### AIM OF THE EXERCISE:
Render each line of this data as a string in a JSON list, one string per line and leaving out blank lines.

Position identification data

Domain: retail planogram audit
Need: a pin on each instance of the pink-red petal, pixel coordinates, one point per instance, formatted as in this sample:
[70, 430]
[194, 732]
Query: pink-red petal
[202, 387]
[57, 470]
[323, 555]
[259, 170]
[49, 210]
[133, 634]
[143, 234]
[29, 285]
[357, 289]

### ANSWER:
[
  "Domain: retail planogram audit",
  "Need: a pin on each instance of the pink-red petal, pixel coordinates, one point per instance, formatted as in this sample:",
  "[70, 430]",
  "[194, 732]",
  "Query: pink-red petal",
  "[202, 387]",
  "[57, 470]",
  "[323, 555]",
  "[259, 170]",
  "[49, 210]",
  "[133, 634]",
  "[143, 234]",
  "[29, 285]",
  "[357, 289]"
]